ANTI-ROTATION MECHANISM FOR ELECTRODE TERMINAL POST OF LITHIUM-ION BATTERY

Abstract

The present disclosure provides an anti-rotation mechanism for an electrode terminal post of a lithium-ion battery, the anti-rotation mechanism for the electrode terminal post of the lithium-ion battery is an insulative piece, the insulative piece is provided on an electrode terminal post base which is fixedly connected to the electrode terminal post, and the insulative piece is also fixedly connected to an inner wall of a battery case of the lithium-ion battery. The rotation of the electrode terminal post of the lithium-ion battery can be effectively prevented through the insulative piece which is provided on the electrode terminal post base and is fixedly connected to the inner wall of the battery case of the lithium-ion battery.

Description

REFERENCE TO RELATED APPLICATIONS

The Present Application claims priority to Chinese Patent Application No. CN 201320110967.6 filed on Mar. 11, 2013, the content of which is fully incorporated in its entirety herein.

FIELD OF THE PRESENT DISCLOSURE

The present disclosure relates to a secondary battery, and particularly to an anti-rotation mechanism for an electrode terminal post of a lithium-ion battery.

BACKGROUND OF THE PRESENT DISCLOSURE

At present, five components are used for a lithium-ion battery in the prior art, which comprises a battery cap plate, battery electrode terminal posts, insulating devices between the electrode terminal posts and the battery cap plate, sealing rings between the electrode terminal posts and the battery cap plate, and nuts. Connection mode of these components is as follows: the electrode terminal posts are provided through through holes of the battery cap plate, the sealing rings are provided for isolation sealing between the electrode terminal posts and the battery cap plate, the insulating devices are provided between the electrode terminal posts and the battery cap plate for insulation therebetween, the nuts are screwed on screw threads of the electrode terminal posts for fastening the sealing rings; as the screw threads are used for pre-fastening, the screw thread portions of the electrode terminal posts are cylindrical structure, such cylindrical structure will easily rotate when it is borne a torsion, thereby causing damage or fracture of tabs connected to the positive and negative electrode terminal posts, even causing short circuit due to contact with a metal battery case.

SUMMARY OF THE PRESENT DISCLOSURE

In view of the problem existing in the background of the present disclosure, an object of the present disclosure is to provide an anti-rotation mechanism for an electrode terminal post of a lithium-ion battery, which can effectively prevent rotation of the electrode terminal post of the lithium-ion battery.

In order to achieve the above object, the present disclosure provides an anti-rotation mechanism for an electrode terminal post of a lithium-ion battery, the anti-rotation mechanism for the electrode terminal post of the lithium-ion battery is an insulative piece, the insulative piece is provided on an electrode terminal post base which is fixedly connected to the electrode terminal post, and the insulative piece also is fixedly connected to an inner wall of a battery case of the lithium-ion battery.

The present disclosure has the following beneficial effects.

★ ★ ★ ★ ★ ★ ★

Task description —
Based on the patent text about the anti-rotation mechanism, decide whether each statement agrees with it. Answer yes or no and quote the deciding words. (a) The insulative piece is fixedly connected to an inner wall of the battery case. (b) The prior-art lithium-ion battery uses four components. (c) The nuts are screwed on to fasten the insulating devices.

Rows from a pointing dataset:
★ ★ ★ ★ ★ ★ ★

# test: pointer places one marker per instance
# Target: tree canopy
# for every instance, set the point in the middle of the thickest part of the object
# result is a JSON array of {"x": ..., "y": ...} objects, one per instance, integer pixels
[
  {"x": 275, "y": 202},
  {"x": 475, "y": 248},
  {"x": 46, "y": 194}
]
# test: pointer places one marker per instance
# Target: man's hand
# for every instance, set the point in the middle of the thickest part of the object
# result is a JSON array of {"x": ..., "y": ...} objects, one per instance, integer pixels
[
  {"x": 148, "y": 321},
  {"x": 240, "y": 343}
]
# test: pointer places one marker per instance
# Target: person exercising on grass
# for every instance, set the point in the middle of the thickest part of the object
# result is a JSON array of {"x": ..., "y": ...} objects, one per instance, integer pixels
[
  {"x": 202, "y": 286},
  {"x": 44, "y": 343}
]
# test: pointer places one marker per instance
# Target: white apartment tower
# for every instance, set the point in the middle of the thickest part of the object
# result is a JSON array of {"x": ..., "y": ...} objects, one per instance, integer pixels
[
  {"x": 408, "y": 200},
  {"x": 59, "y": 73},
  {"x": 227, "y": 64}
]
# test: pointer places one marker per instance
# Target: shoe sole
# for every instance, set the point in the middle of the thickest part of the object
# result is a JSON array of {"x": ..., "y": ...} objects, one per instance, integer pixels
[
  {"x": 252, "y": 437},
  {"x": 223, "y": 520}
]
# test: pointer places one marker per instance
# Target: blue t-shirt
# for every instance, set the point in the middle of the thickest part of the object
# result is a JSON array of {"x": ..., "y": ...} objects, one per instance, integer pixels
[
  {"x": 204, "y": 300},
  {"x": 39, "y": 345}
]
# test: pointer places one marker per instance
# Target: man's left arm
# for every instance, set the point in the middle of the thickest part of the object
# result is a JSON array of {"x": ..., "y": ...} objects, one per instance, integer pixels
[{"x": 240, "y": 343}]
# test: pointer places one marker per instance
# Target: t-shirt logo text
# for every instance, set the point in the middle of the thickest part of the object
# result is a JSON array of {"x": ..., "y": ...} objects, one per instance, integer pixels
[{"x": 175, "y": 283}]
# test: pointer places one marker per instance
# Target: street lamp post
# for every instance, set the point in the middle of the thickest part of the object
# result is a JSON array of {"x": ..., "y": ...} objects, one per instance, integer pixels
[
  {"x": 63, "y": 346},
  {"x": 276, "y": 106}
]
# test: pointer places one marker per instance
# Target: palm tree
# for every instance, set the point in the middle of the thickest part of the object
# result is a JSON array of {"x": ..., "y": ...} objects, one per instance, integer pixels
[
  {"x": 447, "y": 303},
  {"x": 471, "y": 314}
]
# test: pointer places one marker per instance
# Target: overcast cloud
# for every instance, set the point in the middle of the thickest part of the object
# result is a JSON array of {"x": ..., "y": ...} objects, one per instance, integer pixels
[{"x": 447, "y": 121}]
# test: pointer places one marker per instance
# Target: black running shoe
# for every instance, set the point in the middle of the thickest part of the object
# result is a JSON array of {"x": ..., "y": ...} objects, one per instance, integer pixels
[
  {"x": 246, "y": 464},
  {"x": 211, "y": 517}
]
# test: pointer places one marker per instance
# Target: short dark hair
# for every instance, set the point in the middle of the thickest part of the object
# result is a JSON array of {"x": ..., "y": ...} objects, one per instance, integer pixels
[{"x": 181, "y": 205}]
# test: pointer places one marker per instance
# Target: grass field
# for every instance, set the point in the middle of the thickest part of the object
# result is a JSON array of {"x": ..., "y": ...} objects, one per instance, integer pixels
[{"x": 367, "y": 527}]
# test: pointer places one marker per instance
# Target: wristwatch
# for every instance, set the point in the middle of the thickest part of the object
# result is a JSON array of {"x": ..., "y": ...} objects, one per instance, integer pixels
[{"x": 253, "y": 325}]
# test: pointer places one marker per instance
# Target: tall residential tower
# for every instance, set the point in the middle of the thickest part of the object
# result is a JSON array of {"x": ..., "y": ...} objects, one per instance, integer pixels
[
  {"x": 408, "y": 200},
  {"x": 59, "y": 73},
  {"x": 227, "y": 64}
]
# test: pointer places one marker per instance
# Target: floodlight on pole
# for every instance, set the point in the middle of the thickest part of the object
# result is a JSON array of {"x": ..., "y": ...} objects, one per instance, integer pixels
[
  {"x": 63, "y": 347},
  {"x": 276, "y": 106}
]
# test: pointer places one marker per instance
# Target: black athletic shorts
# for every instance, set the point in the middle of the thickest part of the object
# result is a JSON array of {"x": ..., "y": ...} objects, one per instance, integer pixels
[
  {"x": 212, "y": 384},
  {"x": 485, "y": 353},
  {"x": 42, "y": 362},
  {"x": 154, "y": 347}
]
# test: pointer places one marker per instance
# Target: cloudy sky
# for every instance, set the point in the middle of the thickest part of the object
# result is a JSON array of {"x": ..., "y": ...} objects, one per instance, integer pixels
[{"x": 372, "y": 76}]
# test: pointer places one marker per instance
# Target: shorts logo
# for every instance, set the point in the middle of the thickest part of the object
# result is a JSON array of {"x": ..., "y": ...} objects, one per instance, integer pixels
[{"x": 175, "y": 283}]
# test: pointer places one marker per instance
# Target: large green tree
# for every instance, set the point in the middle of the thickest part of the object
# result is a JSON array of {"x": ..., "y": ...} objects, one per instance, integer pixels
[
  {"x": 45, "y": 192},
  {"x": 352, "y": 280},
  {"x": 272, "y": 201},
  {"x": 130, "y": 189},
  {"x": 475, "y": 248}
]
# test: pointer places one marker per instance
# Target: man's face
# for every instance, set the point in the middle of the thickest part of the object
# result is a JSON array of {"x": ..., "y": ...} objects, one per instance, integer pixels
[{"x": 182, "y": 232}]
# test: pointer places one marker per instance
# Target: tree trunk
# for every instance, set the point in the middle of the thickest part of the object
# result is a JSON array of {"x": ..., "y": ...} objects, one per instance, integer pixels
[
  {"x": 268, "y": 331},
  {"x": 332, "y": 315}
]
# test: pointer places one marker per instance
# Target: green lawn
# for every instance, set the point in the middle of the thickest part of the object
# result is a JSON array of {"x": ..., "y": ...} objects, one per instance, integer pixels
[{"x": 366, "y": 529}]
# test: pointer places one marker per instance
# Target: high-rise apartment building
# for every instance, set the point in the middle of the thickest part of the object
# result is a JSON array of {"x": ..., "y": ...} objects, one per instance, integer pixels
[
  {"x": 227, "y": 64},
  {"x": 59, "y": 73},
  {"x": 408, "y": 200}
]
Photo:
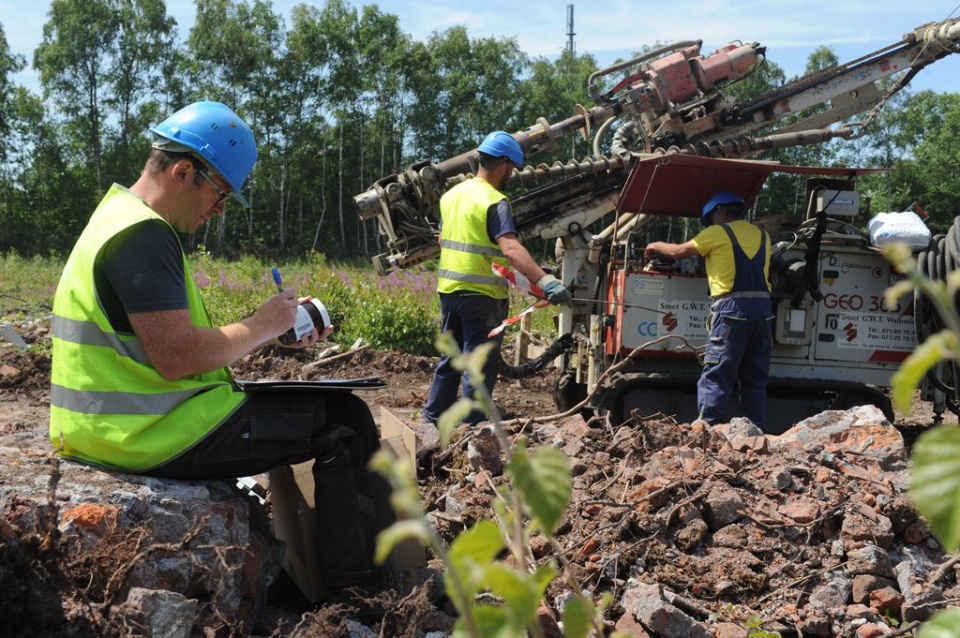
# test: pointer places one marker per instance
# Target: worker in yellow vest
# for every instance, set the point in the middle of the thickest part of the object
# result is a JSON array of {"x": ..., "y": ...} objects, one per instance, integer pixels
[
  {"x": 140, "y": 380},
  {"x": 477, "y": 229}
]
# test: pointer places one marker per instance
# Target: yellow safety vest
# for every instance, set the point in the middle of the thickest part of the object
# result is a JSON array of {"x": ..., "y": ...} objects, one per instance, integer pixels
[
  {"x": 108, "y": 405},
  {"x": 466, "y": 250}
]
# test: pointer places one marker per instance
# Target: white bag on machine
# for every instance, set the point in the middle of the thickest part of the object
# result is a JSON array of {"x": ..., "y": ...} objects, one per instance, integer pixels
[{"x": 906, "y": 227}]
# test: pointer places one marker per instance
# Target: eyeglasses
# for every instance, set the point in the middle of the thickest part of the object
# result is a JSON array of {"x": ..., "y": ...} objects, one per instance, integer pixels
[{"x": 221, "y": 194}]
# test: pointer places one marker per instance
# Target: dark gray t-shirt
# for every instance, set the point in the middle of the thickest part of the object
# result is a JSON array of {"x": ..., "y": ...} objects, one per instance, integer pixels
[{"x": 140, "y": 269}]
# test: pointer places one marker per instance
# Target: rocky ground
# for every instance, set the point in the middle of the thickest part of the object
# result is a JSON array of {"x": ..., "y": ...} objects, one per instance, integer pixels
[{"x": 695, "y": 532}]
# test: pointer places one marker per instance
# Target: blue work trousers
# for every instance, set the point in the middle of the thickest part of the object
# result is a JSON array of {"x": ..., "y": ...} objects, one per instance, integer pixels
[
  {"x": 470, "y": 318},
  {"x": 738, "y": 349}
]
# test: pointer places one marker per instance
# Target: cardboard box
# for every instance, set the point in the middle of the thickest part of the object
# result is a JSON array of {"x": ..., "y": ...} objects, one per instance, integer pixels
[{"x": 295, "y": 523}]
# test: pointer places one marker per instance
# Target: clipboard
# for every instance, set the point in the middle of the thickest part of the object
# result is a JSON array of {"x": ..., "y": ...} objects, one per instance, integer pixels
[{"x": 346, "y": 385}]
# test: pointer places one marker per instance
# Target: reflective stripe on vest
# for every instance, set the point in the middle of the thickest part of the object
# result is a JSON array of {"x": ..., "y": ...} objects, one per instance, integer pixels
[
  {"x": 109, "y": 406},
  {"x": 466, "y": 250}
]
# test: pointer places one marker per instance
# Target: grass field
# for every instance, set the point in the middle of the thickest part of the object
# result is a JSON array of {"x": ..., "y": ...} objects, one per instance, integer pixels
[{"x": 399, "y": 311}]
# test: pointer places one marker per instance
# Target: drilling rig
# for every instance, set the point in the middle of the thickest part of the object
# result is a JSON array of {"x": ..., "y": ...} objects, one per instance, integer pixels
[{"x": 674, "y": 137}]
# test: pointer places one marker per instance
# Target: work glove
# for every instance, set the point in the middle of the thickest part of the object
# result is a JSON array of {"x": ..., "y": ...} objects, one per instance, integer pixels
[{"x": 555, "y": 291}]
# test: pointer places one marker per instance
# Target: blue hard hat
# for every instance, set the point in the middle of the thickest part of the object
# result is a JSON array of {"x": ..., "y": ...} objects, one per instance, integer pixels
[
  {"x": 502, "y": 144},
  {"x": 217, "y": 135},
  {"x": 719, "y": 199}
]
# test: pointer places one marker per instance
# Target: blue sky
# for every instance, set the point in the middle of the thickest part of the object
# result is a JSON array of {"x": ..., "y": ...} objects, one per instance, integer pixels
[{"x": 790, "y": 29}]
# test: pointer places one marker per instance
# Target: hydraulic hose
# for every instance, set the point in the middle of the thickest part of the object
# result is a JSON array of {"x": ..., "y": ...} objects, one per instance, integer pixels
[
  {"x": 524, "y": 370},
  {"x": 940, "y": 258}
]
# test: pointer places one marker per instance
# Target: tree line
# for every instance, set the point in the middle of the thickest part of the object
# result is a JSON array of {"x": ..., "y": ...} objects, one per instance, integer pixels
[{"x": 337, "y": 98}]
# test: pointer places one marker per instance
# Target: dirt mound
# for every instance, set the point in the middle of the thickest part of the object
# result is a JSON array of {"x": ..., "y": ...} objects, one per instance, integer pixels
[{"x": 807, "y": 536}]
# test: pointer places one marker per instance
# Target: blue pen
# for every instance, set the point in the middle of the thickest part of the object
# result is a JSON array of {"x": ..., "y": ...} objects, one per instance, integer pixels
[{"x": 276, "y": 278}]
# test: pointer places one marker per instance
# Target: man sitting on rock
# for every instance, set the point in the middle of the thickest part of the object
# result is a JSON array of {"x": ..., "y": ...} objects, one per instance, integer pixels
[{"x": 139, "y": 380}]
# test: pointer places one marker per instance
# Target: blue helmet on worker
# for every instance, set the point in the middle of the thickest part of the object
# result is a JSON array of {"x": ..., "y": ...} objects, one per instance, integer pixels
[
  {"x": 502, "y": 144},
  {"x": 217, "y": 136},
  {"x": 720, "y": 198}
]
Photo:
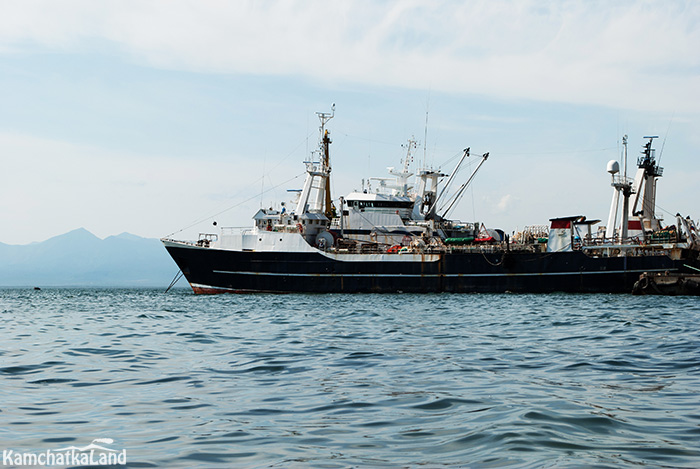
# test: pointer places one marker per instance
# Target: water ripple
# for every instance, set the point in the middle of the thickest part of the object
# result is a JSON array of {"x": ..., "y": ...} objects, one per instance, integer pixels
[{"x": 354, "y": 380}]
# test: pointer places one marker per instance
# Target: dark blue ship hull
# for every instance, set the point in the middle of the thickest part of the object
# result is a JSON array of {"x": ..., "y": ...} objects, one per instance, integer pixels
[{"x": 211, "y": 270}]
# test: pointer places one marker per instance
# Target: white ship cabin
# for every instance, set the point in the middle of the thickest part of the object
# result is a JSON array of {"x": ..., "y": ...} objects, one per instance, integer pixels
[
  {"x": 569, "y": 233},
  {"x": 276, "y": 220}
]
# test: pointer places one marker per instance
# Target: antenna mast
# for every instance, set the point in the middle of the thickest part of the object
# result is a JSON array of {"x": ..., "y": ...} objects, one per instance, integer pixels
[{"x": 326, "y": 166}]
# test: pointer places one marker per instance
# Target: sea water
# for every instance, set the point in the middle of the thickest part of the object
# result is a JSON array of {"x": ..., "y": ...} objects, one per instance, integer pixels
[{"x": 443, "y": 380}]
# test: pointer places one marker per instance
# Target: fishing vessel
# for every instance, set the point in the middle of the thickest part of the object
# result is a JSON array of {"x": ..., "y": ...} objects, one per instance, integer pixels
[{"x": 396, "y": 236}]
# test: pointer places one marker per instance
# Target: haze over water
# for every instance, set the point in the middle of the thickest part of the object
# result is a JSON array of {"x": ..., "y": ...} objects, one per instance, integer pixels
[{"x": 180, "y": 380}]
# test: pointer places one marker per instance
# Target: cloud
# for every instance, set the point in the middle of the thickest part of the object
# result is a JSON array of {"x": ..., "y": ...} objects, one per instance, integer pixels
[{"x": 633, "y": 55}]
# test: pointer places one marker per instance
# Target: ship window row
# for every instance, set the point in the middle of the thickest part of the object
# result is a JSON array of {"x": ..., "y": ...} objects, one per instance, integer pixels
[{"x": 379, "y": 204}]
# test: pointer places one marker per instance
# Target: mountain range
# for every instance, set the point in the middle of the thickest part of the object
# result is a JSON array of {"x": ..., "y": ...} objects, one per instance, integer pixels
[{"x": 79, "y": 258}]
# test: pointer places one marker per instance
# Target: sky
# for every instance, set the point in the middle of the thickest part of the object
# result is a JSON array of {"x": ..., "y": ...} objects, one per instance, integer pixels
[{"x": 158, "y": 118}]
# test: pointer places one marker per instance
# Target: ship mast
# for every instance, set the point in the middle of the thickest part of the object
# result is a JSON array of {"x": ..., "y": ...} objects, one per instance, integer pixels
[{"x": 326, "y": 164}]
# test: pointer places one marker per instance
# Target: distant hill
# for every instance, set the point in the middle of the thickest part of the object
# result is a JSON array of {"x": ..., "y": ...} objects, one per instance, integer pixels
[{"x": 79, "y": 258}]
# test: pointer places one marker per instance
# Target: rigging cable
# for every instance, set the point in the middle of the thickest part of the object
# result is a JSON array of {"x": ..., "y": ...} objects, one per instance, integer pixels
[{"x": 234, "y": 206}]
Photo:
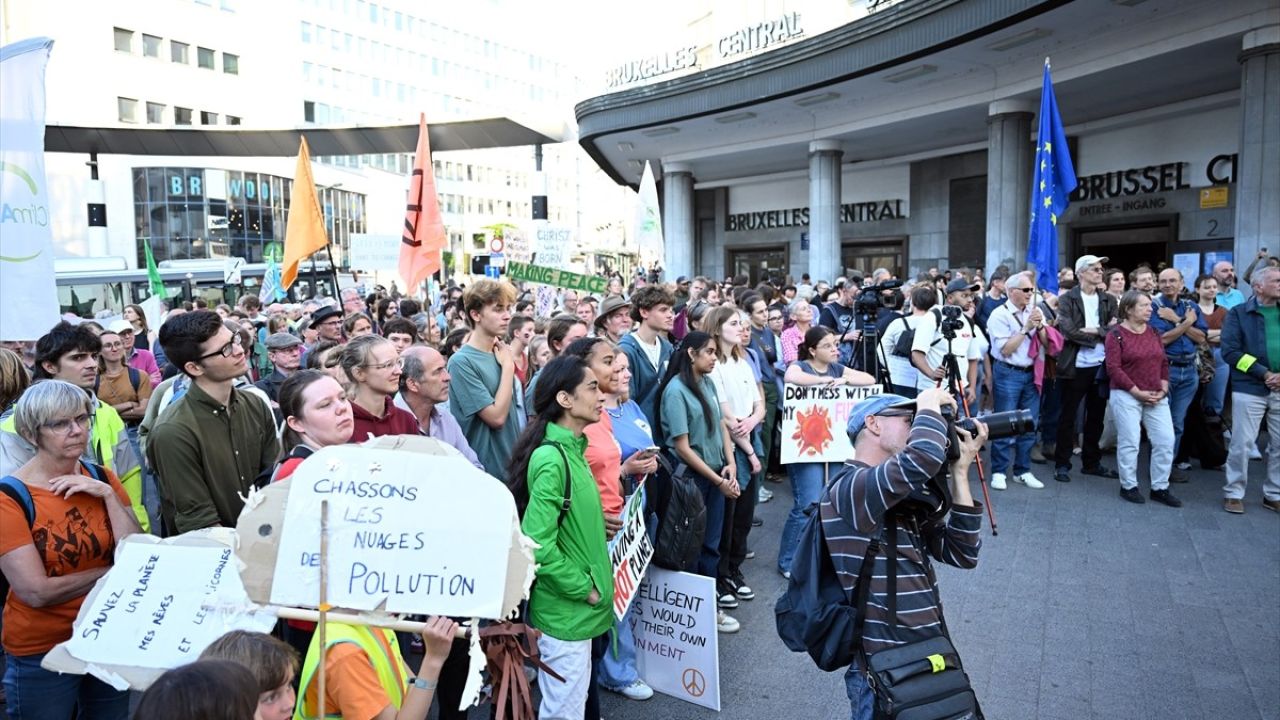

★ ★ ★ ★ ★ ★ ★

Task output —
(a) Yes: "the insulative piece is also fixedly connected to an inner wall of a battery case of the lithium-ion battery"
(b) No: "five components are used for a lithium-ion battery in the prior art"
(c) No: "the nuts are screwed on screw threads of the electrode terminal posts for fastening the sealing rings"